INSTRUÇÕES DE TRABALHO:
1. Responda às perguntas abaixo com base no texto sobre José Vinícius, marcando cada resposta com a mesma letra da pergunta.
(a) Em que universidade e em que cidade José Vinícius se formou?
(b) Quem influenciou a relação dele com a natureza desde pequeno?
(c) Em que ano ele ganhou o primeiro celular com uma câmera de qualidade razoável?
2. Liste todos os animais mencionados no texto sobre José Vinícius.
3. Escreva a continuação do texto sobre José Vinícius a partir da última frase apresentada.

A vida que impressiona o caatingueiro há nove anos
Marina Layssi - Assessoria de Comunicação | SEAPAC
Natal | Rio Grande do Norte
José Vinícius Alexandre de Medeiros, 23 anos, é um jovem biólogo, formado em Ciências Biológicas pela Universidade Federal de Campina Grande, em Patos, Paraíba. Nascido e criado na zona rural de Ouro Branco - cidade do Seridó que carrega esse nome por causa das grandes e antigas plantações de algodão -, o rapaz é filho de Olavo Marcos e Santana Maria. Desde pequeno, José Vinícius desenvolveu uma relação íntima com a natureza, influenciado por sua avó, com quem cuidava diariamente da horta da família e de outros afazeres da agricultura familiar, tendo o privilégio de presenciar as riquezas naturais do Seridó.
Em 2016, quando ganhou seu primeiro celular com uma câmera de qualidade razoável, José começou a explorar a fotografia, capturando imagens dos animais que tinha em casa, como cachorros, gatos e galinhas. E logo, com mais um intuito, teve a iniciativa de tentar mostrar visualmente animais que não precisam ser tão temidos, pois nem são necessariamente violentos. Através das redes sociais, como Instagram (@o.caatingueiro), ele buscou desmistificar o medo que muitos têm das cobras, mostrando que nem todas são perigosas e que o respeito à vida natural é essencial.

DADOS BRUTOS:
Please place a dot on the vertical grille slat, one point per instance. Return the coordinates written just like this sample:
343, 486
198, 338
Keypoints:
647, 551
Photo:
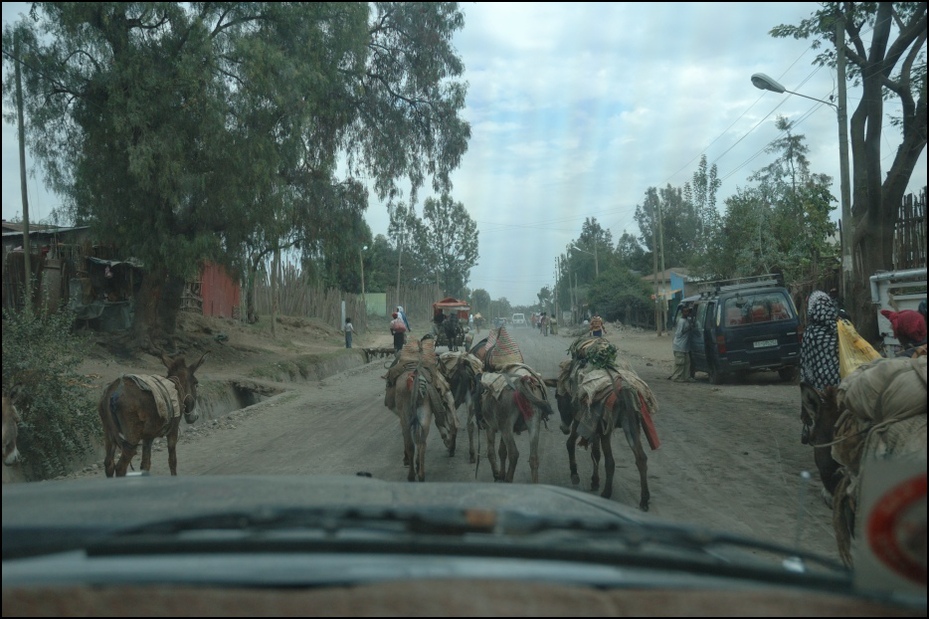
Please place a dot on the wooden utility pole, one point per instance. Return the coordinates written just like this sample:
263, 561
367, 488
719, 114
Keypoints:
27, 250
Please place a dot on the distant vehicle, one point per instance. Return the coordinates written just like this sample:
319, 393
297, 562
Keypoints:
742, 326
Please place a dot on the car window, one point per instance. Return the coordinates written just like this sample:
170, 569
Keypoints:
757, 308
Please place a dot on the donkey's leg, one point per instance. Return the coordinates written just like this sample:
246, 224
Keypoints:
491, 452
595, 461
508, 442
172, 449
125, 457
609, 465
632, 429
146, 455
472, 427
571, 444
109, 467
534, 429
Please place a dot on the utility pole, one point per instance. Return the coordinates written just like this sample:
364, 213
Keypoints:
27, 249
848, 227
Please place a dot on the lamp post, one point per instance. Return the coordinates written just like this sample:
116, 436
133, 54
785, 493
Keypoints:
361, 262
763, 82
594, 254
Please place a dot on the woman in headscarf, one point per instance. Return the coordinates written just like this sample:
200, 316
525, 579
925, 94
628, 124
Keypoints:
819, 350
819, 368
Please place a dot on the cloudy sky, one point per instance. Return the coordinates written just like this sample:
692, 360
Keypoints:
576, 109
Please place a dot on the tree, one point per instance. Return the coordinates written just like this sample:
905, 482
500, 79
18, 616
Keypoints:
184, 132
888, 67
480, 302
453, 241
679, 225
781, 225
701, 194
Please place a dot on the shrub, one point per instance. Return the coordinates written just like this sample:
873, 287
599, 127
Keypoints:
59, 418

RESULTADOS DO EXERCÍCIO:
1.
(a) Na Universidade Federal de Campina Grande, em Patos, Paraíba.
(b) A avó dele.
(c) Em 2016.

2. Cachorros, gatos, galinhas e cobras.

3.
FOTO: Acervo pessoal
Ao ingressar na graduação em Ciências Biológicas em 2019, José Vinicius aprimorou seus conhecimentos científicos e aprofundou-se na pesquisa, complementando o saber tradicional que já carregava das práticas de sua família. Além disso, ele se envolveu em atividades de voluntariado, dedicando-se à produção de mudas, ao plantio de árvores, à disseminação de sementes e à documentação fotográfica da Caatinga, o que faz até hoje. Seu objetivo é tornar essas ações acessíveis e compreensíveis para as pessoas, promovendo a conscientização sobre a importância de preservar a fauna, a flora e os elementos únicos desse bioma.
Seu instagram é fonte de pesquisa: tem fotos documentais que são autorais, tem explicação singela e científica de todos grupos de animais da Caatinga, como também de estiagem e seca, de inverno e flora. José, já participou de inventários florestais no Cerrado e na Mata Atlântica, em que fez um levantamento das espécies e qualidade dos recursos e características das florestas. Na Caatinga, isso é diário e incrivelmente poético, pois tem registro lindo, como também sempre vem acompanhado de textos graciosos, que descrevem ao máximo as sensações do lugar, a partir de texto e imagem.
José Vinicius é um defensor da Caatinga e da biodiversidade, fotógrafo, biólogo e utiliza seu conhecimento e paixão pela natureza para educar e inspirar as pessoas a proteger o meio ambiente. Sua jornada reflete um compromisso profundo com a preservação da menor até a maior natureza, e a valorização das tradições culturais de sua região.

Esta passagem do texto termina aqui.